(Required actions):
a) Answer these questions about the bcache email:
(i) Who sent it?
(ii) What is its Message-ID?
(iii) At what time did Darrick J. Wong write the message being replied to?
b) List every email address on the Cc lines of the bcache email.
c) Pick up the bcache email after its last line and write a continuation.

From: Kent Overstreet <kmo@daterainc.com>
To: "Darrick J. Wong" <darrick.wong@oracle.com>
Cc: Sam Fulcomer <enotty@brown.edu>,
Francis Moreau <francis.moro@gmail.com>,
Daniel J Blueman <daniel@quora.org>,
linux-bcache@vger.kernel.org
Subject: Re: [PATCH] bcache: fix writeback thread to sleep less intrusively
Date: Thu, 10 Apr 2014 17:46:49 -0700 [thread overview]
Message-ID: <20140411004649.GA4817@kmo> (raw)
In-Reply-To: <20140411002636.GB9176@birch.djwong.org>
On Thu, Apr 10, 2014 at 05:26:36PM -0700, Darrick J. Wong wrote:
> Hi all,
>
> The attached patch fixes both the "writeback blocked for XXX seconds"

(Material supplied):
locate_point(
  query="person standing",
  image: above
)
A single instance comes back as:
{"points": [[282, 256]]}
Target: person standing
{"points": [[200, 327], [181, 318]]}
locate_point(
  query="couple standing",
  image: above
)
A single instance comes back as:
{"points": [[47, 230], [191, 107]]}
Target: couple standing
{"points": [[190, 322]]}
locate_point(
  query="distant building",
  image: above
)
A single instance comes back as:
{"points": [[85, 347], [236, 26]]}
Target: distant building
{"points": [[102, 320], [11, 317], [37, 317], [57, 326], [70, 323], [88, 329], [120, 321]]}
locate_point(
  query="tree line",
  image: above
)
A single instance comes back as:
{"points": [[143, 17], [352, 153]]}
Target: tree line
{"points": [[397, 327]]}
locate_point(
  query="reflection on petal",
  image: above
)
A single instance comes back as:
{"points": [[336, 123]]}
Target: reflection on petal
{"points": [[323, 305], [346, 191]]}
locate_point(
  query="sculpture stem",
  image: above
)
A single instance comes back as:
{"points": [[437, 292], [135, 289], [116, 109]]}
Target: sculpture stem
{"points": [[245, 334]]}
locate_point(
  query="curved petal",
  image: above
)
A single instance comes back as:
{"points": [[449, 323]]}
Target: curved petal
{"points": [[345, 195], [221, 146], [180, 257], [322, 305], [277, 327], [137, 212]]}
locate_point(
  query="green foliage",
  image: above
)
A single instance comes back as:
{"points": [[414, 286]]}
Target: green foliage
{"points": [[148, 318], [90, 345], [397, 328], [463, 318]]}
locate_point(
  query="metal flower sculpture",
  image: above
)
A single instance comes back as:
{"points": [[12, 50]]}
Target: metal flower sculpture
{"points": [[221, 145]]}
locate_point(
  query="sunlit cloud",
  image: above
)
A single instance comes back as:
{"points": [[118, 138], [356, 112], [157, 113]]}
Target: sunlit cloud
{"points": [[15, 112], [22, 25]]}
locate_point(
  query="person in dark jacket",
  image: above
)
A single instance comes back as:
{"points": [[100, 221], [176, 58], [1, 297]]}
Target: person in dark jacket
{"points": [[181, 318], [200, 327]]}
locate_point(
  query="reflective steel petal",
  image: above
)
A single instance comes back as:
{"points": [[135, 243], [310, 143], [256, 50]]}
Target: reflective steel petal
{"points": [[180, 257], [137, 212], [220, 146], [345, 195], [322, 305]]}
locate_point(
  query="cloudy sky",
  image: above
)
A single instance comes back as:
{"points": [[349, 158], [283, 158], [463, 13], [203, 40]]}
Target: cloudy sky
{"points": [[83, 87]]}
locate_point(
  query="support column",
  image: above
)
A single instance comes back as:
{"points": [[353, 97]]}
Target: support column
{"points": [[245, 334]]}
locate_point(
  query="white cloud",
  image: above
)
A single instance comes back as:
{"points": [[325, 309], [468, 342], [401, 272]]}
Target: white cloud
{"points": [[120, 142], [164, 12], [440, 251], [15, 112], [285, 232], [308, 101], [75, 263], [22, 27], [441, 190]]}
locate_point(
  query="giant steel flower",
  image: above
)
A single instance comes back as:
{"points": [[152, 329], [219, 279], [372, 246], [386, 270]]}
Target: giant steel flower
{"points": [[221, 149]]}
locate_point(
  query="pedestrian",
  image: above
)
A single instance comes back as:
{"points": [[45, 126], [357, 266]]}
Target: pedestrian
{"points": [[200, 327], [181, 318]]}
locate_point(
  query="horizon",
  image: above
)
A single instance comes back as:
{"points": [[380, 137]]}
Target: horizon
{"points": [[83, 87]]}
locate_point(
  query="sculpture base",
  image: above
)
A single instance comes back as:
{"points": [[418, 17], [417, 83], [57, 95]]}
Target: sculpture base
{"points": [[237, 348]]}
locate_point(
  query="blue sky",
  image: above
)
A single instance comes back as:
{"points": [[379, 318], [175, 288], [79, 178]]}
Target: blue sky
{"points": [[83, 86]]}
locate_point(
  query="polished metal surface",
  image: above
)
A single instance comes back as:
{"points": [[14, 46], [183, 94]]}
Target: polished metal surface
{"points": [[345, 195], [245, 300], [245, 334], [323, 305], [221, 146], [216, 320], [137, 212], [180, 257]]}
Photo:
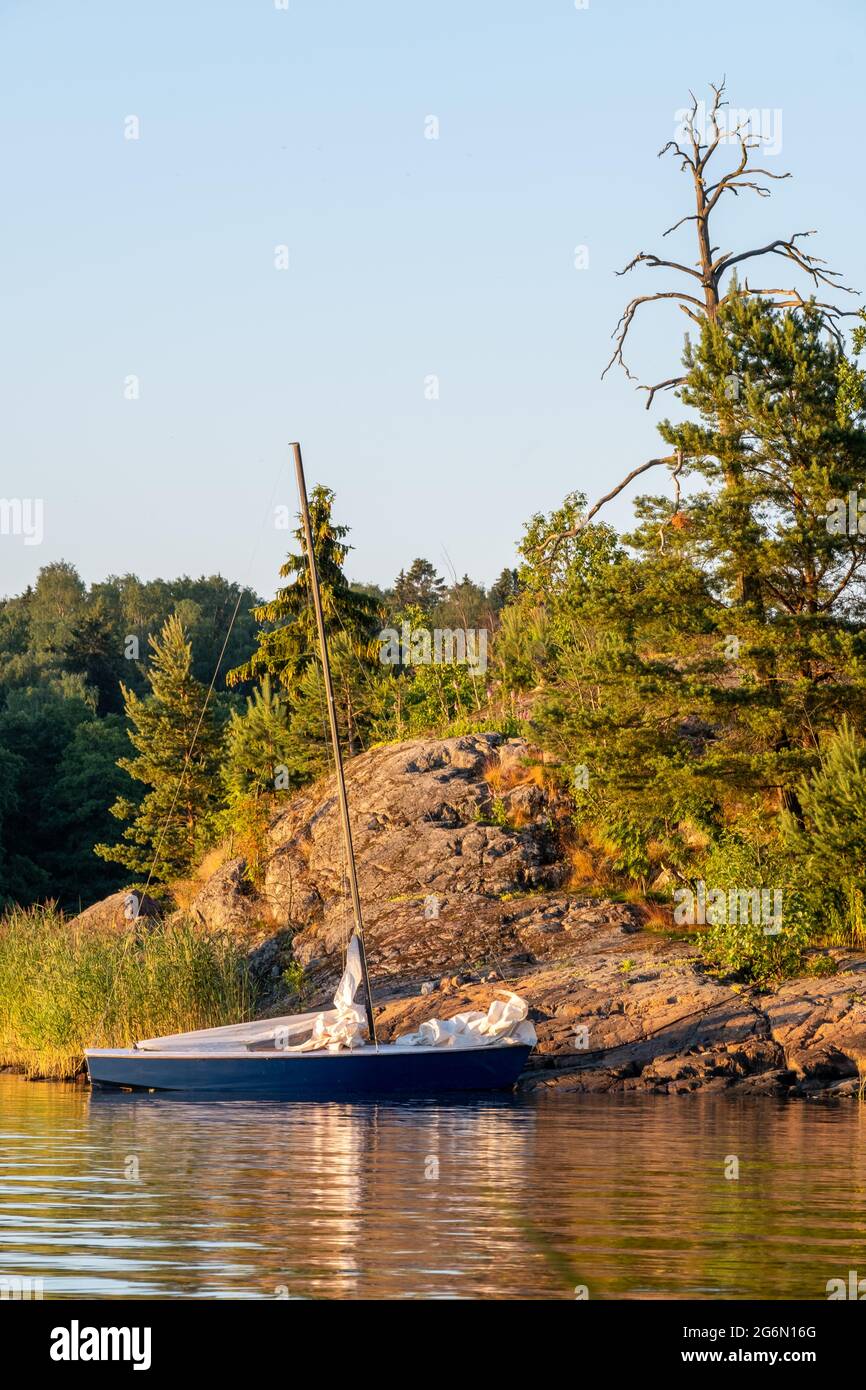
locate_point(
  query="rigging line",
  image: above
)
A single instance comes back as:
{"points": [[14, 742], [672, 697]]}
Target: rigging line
{"points": [[242, 590], [331, 763]]}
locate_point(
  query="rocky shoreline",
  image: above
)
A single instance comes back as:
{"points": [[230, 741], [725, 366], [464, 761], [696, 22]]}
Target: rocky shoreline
{"points": [[466, 893]]}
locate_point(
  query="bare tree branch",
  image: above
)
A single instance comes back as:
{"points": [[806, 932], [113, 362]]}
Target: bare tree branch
{"points": [[695, 150], [560, 537]]}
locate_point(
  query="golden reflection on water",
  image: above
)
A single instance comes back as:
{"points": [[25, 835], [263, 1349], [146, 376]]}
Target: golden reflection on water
{"points": [[524, 1198]]}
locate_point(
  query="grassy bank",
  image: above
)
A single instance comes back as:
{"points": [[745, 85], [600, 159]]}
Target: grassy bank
{"points": [[64, 988]]}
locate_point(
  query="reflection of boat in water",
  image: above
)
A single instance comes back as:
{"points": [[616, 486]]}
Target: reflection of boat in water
{"points": [[324, 1055]]}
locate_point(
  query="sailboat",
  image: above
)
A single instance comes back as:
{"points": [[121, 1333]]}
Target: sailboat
{"points": [[332, 1054]]}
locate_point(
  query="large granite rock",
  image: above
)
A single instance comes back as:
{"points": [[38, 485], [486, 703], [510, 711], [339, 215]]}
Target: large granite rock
{"points": [[463, 890]]}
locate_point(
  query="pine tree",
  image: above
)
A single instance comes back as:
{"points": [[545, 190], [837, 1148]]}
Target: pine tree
{"points": [[287, 640], [420, 587], [170, 827]]}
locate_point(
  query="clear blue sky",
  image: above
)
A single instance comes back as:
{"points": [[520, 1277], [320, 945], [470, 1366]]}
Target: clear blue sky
{"points": [[407, 257]]}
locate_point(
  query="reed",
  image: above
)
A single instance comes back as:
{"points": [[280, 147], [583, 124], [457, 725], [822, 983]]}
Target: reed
{"points": [[64, 987]]}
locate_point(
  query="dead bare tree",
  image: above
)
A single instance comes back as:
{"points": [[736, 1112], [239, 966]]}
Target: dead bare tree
{"points": [[705, 291], [712, 277]]}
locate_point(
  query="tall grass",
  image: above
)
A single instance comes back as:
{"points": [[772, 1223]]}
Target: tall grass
{"points": [[64, 987]]}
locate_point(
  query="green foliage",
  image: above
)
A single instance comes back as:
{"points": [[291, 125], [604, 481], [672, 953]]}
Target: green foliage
{"points": [[744, 943], [259, 745], [64, 988], [827, 837], [177, 745]]}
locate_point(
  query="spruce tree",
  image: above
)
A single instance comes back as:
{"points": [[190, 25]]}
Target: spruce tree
{"points": [[259, 745], [287, 640], [168, 830]]}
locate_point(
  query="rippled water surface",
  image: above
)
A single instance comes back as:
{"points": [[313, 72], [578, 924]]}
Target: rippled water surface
{"points": [[145, 1197]]}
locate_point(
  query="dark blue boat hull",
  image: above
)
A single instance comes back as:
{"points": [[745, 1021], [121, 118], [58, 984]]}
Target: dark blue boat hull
{"points": [[313, 1075]]}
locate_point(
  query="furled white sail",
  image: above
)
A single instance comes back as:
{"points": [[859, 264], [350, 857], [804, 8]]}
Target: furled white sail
{"points": [[506, 1020]]}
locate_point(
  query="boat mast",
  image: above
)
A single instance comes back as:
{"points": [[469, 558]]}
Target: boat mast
{"points": [[338, 761]]}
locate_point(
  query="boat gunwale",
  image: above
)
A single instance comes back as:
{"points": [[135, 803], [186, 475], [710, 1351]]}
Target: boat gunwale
{"points": [[366, 1051]]}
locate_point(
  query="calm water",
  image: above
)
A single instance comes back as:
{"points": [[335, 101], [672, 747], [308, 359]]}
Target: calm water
{"points": [[508, 1198]]}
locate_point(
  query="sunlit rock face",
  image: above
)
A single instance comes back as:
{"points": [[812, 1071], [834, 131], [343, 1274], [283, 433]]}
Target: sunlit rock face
{"points": [[463, 881]]}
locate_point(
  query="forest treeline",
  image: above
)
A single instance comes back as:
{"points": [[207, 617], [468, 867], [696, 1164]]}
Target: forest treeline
{"points": [[85, 669], [695, 680]]}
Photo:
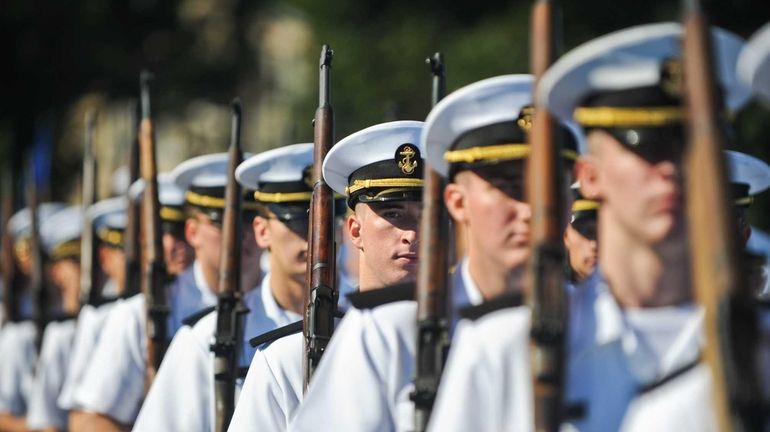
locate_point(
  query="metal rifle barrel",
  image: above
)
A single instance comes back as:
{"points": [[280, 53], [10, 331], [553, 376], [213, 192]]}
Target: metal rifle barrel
{"points": [[132, 238], [432, 278], [228, 332], [321, 301], [544, 282], [154, 270], [88, 283], [730, 316]]}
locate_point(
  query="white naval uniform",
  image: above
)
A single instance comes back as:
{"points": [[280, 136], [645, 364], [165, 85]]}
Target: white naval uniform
{"points": [[189, 365], [17, 360], [277, 370], [113, 384], [369, 365], [90, 323], [50, 370], [614, 355]]}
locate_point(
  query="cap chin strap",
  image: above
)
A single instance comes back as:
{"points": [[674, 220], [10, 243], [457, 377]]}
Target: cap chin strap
{"points": [[497, 152], [383, 183]]}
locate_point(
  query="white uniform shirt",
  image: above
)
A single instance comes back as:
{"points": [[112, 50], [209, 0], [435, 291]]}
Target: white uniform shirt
{"points": [[189, 365], [276, 371], [369, 365], [614, 354], [90, 323], [17, 361], [114, 381], [55, 353]]}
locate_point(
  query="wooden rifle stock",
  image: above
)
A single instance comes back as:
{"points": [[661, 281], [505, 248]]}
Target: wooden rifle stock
{"points": [[154, 268], [432, 279], [730, 316], [321, 299], [230, 310], [89, 289], [545, 279], [132, 237]]}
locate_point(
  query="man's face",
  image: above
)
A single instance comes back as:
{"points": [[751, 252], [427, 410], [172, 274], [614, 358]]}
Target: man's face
{"points": [[388, 235], [65, 274], [205, 237], [177, 254], [644, 198], [489, 203], [287, 243], [581, 247]]}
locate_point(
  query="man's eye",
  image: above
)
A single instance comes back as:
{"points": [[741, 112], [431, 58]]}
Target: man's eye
{"points": [[393, 214]]}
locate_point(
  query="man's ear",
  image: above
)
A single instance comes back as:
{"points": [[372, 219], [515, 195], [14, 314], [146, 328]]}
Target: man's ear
{"points": [[353, 225], [456, 202], [587, 173], [191, 232], [261, 232]]}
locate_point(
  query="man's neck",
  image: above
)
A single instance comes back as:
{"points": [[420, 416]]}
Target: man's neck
{"points": [[210, 276], [287, 291], [641, 275], [491, 280]]}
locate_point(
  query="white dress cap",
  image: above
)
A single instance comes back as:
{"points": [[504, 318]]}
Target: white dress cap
{"points": [[64, 226], [754, 63], [633, 58], [378, 143], [279, 165]]}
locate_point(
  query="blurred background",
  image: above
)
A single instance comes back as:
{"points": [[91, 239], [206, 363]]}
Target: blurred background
{"points": [[63, 58]]}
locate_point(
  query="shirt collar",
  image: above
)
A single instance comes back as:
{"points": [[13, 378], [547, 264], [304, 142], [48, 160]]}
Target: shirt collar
{"points": [[207, 294], [471, 290]]}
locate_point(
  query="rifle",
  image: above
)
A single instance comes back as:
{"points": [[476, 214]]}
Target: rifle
{"points": [[154, 268], [321, 299], [730, 315], [11, 282], [89, 289], [131, 238], [432, 303], [230, 310], [37, 275], [545, 278]]}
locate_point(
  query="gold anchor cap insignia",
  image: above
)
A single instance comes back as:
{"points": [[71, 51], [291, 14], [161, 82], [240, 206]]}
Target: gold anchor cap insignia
{"points": [[406, 156], [525, 118], [672, 77]]}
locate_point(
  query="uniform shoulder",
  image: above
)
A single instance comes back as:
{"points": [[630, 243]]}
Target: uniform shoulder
{"points": [[197, 316]]}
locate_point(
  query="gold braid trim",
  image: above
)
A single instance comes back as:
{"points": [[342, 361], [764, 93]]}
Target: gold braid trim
{"points": [[66, 250], [204, 200], [111, 237], [171, 214], [389, 191], [584, 205], [497, 152], [388, 183], [627, 117], [279, 197], [744, 201], [21, 248]]}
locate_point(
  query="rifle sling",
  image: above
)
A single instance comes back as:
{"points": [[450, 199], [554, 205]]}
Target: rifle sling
{"points": [[502, 302], [274, 335], [381, 296], [194, 318]]}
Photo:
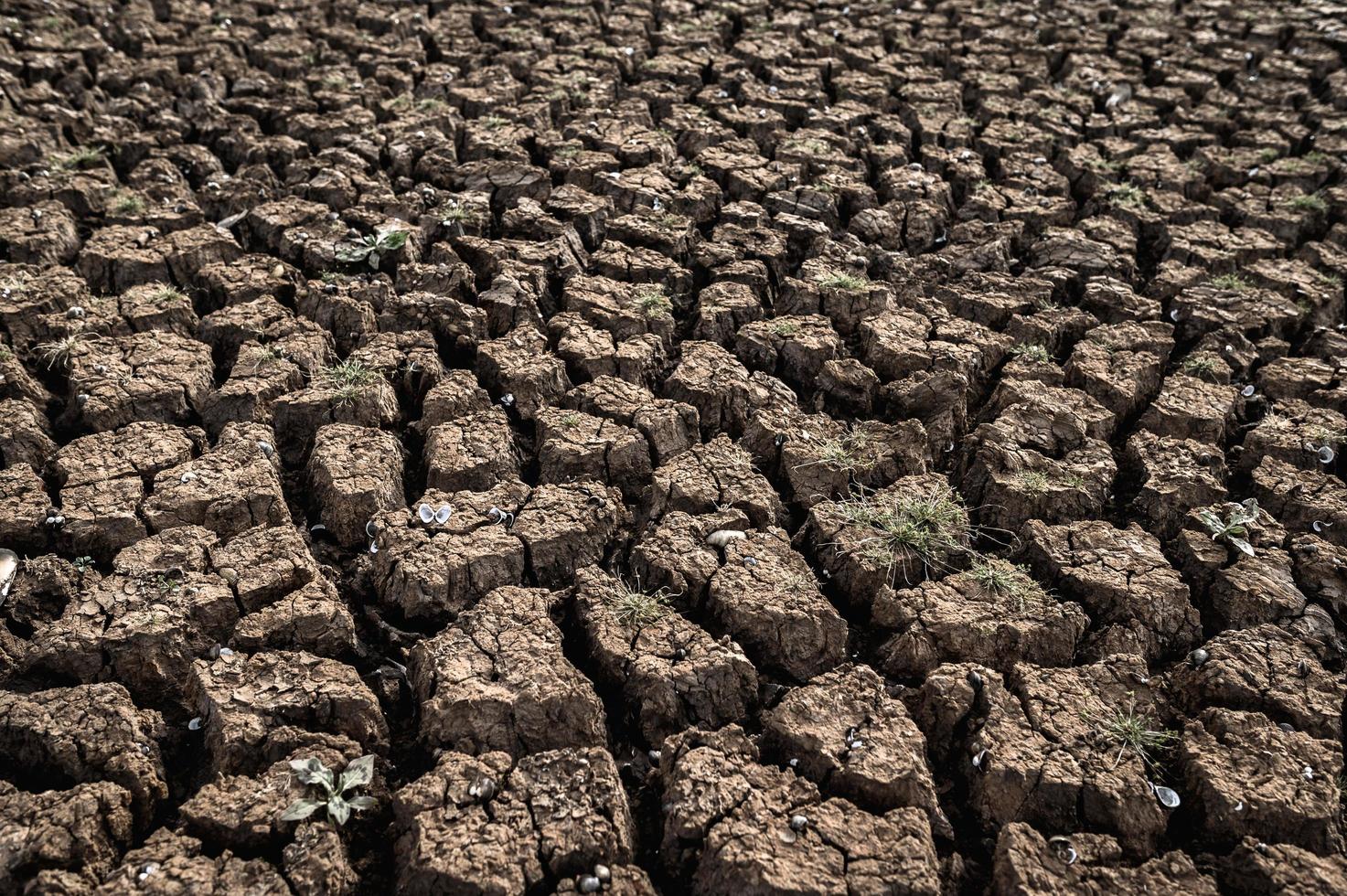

(Answers provided):
a)
(i) Kent Overstreet <kmo@daterainc.com>
(ii) <20140411004649.GA4817@kmo>
(iii) 05:26:36PM -0700 on Thu, Apr 10, 2014

b)
enotty@brown.edu
francis.moro@gmail.com
daniel@quora.org
linux-bcache@vger.kernel.org

c)
> complaints from the kernel and the oddly high load averages on idle systems
> problems for me. Can you give it a try to see if it fixes your problem too?
>
> --D
> ---
> Currently, the writeback thread performs uninterruptible sleep while
> it waits for enough dirty data to accumulate to start writeback.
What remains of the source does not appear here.